_Task to carry out:_
Return all the entries word for word.

- - - - -

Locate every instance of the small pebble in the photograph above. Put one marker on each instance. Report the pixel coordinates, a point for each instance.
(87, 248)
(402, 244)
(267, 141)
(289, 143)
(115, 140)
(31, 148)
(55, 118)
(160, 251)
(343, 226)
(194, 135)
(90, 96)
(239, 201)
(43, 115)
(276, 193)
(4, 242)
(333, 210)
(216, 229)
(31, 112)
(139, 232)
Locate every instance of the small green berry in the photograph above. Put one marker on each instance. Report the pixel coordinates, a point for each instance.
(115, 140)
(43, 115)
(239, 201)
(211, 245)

- - - - -

_Task solution:_
Locate every instance of the small pebble in the photograph above. Put one marker on each instance. Report the pixel coordinates, a point for each instance.
(87, 248)
(402, 244)
(267, 141)
(289, 143)
(115, 140)
(31, 148)
(55, 118)
(160, 251)
(343, 226)
(194, 135)
(90, 96)
(239, 201)
(43, 115)
(276, 193)
(4, 242)
(333, 210)
(216, 229)
(31, 112)
(139, 232)
Locate every instance of the small green berry in the photograph above. Put one marker on each instance. Report the pixel coordinates, a point for each instance.
(115, 140)
(43, 115)
(239, 201)
(211, 245)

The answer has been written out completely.